PAGE TEXT:
━━━━
Key takeaways about cost-of-living adjustments

  • COLA helps to counteract the effects of inflation and ensure people can still afford necessities as prices increase.
  • The calculation is typically based on the Consumer Price Index (CPI), which tracks the average price of a basket of goods.
  • The increase benefits employees with relevant contracts, retirees receiving Social Security benefits, and individuals receiving other benefits.

The Consumer Price Index (CPI) tracks changes in the cost of common goods and services over time. When prices for everyday items like eggs, milk, and laundry detergent change, it affects both household budgets and business operations. That’s where COLA comes in, providing businesses with a method to adjust compensation based on economic changes. In this employer’s guide, we’ll cover how this process works, explain its purpose, and show how organizations can incorporate these adjustments into their payroll systems.

What is COLA and its purpose?

A cost-of-living adjustment is a financial increase in pay or benefits designed to help people maintain a certain standard of living during times of inflation or rising costs of goods or services. Cost-of-living adjustments typically happen once a year following the third quarter of the company’s fiscal year, with announcements in October for organizations whose fiscal year coincides with the calendar year. Employees of companies that operate on a different fiscal year will usually see a salary increase late in the fiscal year, such as in April-June for a company with a fiscal year starting on July 1.

 

The timeline revolves around the annual publication of the Consumer Price Index (CPI). In a typical year, the US Bureau of Labor and Statistics publishes the CPI in September.

 

The purpose of annual COLAs is twofold: They improve morale and encourage economic stability through spending. If employees’ wages don’t increase with inflation, their purchasing power suffers. When employees can’t afford the same number of goods they could a year earlier, it can feel like they received a pay cut — even if their pay stays the same. A COLA increase can acknowledge negative feelings and increase employee morale.

 

The annual increases also stimulate the economy. Inflation can hurt the economy, pushing it toward recession. Living adjustments make it so people aren’t afraid to spend money. When wages or benefits shift with the CPI, people can still afford necessities, which helps keep the economy in balance (or at least away from a recession). That said, a COLA is not a recession preventative.
━━━━
RECORD SET:
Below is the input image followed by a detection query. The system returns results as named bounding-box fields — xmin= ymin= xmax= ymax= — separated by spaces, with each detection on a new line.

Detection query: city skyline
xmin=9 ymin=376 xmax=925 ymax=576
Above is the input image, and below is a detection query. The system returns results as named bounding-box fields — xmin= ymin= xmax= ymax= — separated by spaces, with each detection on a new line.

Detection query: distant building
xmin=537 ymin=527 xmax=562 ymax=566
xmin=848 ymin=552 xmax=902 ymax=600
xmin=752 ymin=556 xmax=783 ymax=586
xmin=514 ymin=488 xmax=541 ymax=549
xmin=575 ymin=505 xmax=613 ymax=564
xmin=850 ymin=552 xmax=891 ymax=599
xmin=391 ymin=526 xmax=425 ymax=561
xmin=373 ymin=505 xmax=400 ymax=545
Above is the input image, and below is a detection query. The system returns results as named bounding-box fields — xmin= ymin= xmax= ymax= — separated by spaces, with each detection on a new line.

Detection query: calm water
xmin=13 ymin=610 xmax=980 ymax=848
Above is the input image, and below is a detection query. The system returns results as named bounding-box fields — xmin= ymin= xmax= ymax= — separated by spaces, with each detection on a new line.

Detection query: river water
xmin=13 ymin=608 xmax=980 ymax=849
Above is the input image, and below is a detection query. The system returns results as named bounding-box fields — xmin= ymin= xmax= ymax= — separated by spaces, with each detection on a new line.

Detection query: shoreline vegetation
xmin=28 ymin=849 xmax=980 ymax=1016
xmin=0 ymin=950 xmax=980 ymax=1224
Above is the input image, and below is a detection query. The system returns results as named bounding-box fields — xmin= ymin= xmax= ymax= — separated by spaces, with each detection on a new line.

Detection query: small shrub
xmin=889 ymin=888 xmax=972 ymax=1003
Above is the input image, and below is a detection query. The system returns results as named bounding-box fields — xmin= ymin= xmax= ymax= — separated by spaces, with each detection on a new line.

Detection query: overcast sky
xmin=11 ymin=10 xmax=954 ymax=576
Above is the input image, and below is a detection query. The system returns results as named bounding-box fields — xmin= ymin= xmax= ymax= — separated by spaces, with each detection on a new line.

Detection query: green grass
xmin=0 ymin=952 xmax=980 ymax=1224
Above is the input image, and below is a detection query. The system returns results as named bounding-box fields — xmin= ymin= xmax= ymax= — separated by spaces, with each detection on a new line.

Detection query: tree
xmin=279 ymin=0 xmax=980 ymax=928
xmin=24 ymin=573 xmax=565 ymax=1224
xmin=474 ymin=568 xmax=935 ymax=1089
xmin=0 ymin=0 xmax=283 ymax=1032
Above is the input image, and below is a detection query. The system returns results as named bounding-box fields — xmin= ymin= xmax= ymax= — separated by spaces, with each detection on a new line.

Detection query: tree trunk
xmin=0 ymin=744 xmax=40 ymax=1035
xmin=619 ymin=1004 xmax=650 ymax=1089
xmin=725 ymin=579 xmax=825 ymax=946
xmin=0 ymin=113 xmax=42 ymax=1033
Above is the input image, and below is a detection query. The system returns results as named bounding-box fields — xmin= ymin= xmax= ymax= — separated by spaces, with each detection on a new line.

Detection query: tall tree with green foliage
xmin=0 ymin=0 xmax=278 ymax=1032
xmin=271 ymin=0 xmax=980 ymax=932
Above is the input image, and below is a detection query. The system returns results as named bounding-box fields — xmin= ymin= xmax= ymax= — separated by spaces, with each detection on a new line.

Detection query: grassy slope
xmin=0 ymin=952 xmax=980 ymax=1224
━━━━
SHORT EXERCISE 1:
Answer these from the COLA text:
(a) What does the Consumer Price Index track, according to the key takeaways?
(b) In which month are cost-of-living adjustments announced by organizations whose fiscal year coincides with the calendar year?
(c) In which month does the US Bureau of Labor and Statistics publish the CPI in a typical year?
SHORT EXERCISE 2:
Retype the part of the COLA text between "What is COLA" and "CPI in September.", inclusive.
Answer using only the COLA text, not the listing.

COMPLETE OUTPUT 1:
(a) The average price of a basket of goods.
(b) October.
(c) September.

COMPLETE OUTPUT 2:
What is COLA and its purpose?

A cost-of-living adjustment is a financial increase in pay or benefits designed to help people maintain a certain standard of living during times of inflation or rising costs of goods or services. Cost-of-living adjustments typically happen once a year following the third quarter of the company’s fiscal year, with announcements in October for organizations whose fiscal year coincides with the calendar year. Employees of companies that operate on a different fiscal year will usually see a salary increase late in the fiscal year, such as in April-June for a company with a fiscal year starting on July 1.

 

The timeline revolves around the annual publication of the Consumer Price Index (CPI). In a typical year, the US Bureau of Labor and Statistics publishes the CPI in September.